» Input data:
--- start ---
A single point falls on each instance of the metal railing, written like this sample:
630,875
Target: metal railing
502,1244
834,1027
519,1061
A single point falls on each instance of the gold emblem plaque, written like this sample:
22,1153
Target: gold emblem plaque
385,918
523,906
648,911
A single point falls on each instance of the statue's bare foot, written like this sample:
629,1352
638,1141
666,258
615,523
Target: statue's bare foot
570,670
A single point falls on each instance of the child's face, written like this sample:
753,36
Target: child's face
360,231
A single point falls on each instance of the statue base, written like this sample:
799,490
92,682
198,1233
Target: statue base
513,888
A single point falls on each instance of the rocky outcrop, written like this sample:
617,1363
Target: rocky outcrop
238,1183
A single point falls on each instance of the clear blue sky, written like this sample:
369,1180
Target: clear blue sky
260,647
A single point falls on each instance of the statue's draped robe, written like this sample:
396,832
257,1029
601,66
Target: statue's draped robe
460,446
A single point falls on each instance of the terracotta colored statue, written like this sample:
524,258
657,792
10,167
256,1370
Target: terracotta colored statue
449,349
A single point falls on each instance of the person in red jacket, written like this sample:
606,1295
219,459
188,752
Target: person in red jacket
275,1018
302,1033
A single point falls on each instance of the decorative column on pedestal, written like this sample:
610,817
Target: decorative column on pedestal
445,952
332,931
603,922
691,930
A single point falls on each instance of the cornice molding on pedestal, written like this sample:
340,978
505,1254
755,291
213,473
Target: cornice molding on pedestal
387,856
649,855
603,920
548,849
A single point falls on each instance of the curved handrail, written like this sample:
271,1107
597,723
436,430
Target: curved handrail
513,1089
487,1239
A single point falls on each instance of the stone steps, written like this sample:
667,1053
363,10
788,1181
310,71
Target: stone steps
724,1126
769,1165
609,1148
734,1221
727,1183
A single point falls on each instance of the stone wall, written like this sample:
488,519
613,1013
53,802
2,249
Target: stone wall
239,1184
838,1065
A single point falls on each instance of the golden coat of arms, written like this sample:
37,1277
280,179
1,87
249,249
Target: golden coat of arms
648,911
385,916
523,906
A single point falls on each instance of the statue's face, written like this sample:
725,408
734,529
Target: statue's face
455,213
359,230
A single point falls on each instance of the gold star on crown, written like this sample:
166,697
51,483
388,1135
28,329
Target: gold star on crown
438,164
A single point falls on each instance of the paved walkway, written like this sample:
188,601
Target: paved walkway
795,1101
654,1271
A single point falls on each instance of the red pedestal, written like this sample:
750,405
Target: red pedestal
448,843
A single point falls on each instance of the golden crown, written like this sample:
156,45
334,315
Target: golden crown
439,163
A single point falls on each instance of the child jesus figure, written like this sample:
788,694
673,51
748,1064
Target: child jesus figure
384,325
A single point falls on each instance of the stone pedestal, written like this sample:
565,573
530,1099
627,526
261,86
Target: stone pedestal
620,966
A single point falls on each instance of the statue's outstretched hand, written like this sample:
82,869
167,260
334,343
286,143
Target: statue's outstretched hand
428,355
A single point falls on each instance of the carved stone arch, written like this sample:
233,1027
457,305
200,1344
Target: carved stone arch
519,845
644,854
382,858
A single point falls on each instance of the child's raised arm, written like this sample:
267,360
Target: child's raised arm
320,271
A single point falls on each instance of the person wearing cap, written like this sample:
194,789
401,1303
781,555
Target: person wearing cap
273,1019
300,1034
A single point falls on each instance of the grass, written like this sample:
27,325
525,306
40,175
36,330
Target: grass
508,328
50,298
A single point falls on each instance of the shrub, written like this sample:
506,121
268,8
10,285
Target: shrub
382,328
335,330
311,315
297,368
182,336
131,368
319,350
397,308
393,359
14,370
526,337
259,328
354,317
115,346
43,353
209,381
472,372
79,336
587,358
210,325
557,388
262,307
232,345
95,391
--- end ---
» What the exercise asks:
Recopy the entries above in their entirety, exactly.

» Task answer:
A single point falls on each instance of the metal railing, written like this sample:
630,875
Target: metal railing
502,1244
834,1027
519,1061
A single point falls on each instance of the gold emblem plaque, written like this sample:
22,1153
Target: gold emblem plaque
385,918
523,906
648,911
A single point falls on each instance of the statue's bare foot, written like this sample:
629,1352
638,1141
666,258
615,523
Target: statue's bare foot
570,670
A single point falls on each instance of the child's face, written like this sample:
753,36
Target: child's face
360,231
A single point falls on each instance of the statue base, written like this sample:
799,490
92,682
198,1233
Target: statue base
513,888
A single point falls on each instance of the rocky outcrop, written like this sample:
617,1363
Target: rocky outcrop
238,1183
A single point falls on each instance of the clear blue sky, written like this sample:
369,1180
Target: clear blue sky
260,647
A single point falls on each instance of the statue's draped robe, written like this sample:
396,832
257,1029
601,66
Target: statue's draped robe
460,446
A single point falls on each instance of the terracotta colored statue, written like this sample:
524,258
657,792
10,167
256,1370
Target: terracotta colored statue
449,349
A single point falls on each instance of the person in red jacket, written like this sample:
606,1295
219,459
188,752
Target: person in red jacket
275,1018
302,1033
A single point falls on each instance of the decorative column on pedestal, written like this sample:
610,817
Target: decorative column on pedestal
445,952
332,931
603,922
691,930
A single point falls on each instance of the cornice molding on pedestal, written like this sample:
340,978
505,1254
755,291
213,473
Target: cornice molding on pedestal
387,856
649,855
603,920
548,849
A single point falls on each instance of the curved handrail, written like this sample:
271,1107
597,723
436,430
Target: curved handrail
513,1089
487,1239
A single point falls on each instance of the stone steps, written like this sample:
667,1053
363,10
788,1181
310,71
Target: stone steps
724,1126
769,1165
609,1148
734,1221
727,1183
A single point falls on each instance of the stone wall, written like this sample:
488,519
613,1013
53,802
2,249
Target: stone wall
239,1184
838,1065
A single point falls on each instance of the golden coat of arms, written like this sample:
37,1277
280,179
1,87
249,249
Target: golden coat of arms
648,911
385,916
523,906
A single point falls on each instance of the statue's face, written like this sample:
725,408
734,529
Target: statue's face
455,213
359,230
A single point falls on each instance of the gold star on crown, written like this sample:
166,697
51,483
388,1135
28,329
Target: gold star on crown
438,164
A single point falls on each instance of the paved walkway, written like this sample:
188,601
Target: paved walkway
795,1101
654,1271
A single point falls on each instance of the red pedestal, written like this sample:
750,405
Target: red pedestal
448,843
A single point falls on each instance of the golden crown, written like this sample:
156,45
334,315
Target: golden crown
439,163
A single point falls on each instance of the child jesus figure, written like this sample:
788,694
673,51
748,1064
Target: child jesus figure
384,325
A single point falls on each instance of the stone pedestal, written like this sample:
565,573
530,1099
627,526
261,86
Target: stone pedestal
620,966
A single point falls on each instance of the statue's outstretched hand, written like this sample:
82,869
167,260
334,343
286,143
Target: statue's outstretched hand
428,355
A single point falls on each instance of the carved stone arch, written like this sample:
233,1027
457,305
200,1344
Target: carved stone arch
519,845
644,854
382,858
A single point falls on each instance of the child's raised arm, written like this sample:
267,360
Target: child's raised arm
320,271
A single point falls on each instance of the person wearing cap, written like this sample:
194,789
401,1303
781,555
Target: person wearing cap
273,1019
300,1034
A single point falls on each instance of the grass, written like this sample:
27,325
525,306
40,175
36,330
Target: grass
508,328
50,298
A single point falls on each instance of the shrub, written like this sample:
506,121
268,8
10,285
Target: shrub
382,328
335,330
311,315
297,368
182,336
131,368
319,350
397,308
393,359
14,370
526,337
259,328
354,317
115,346
43,353
209,381
472,372
79,336
587,358
210,325
557,388
262,307
232,345
95,391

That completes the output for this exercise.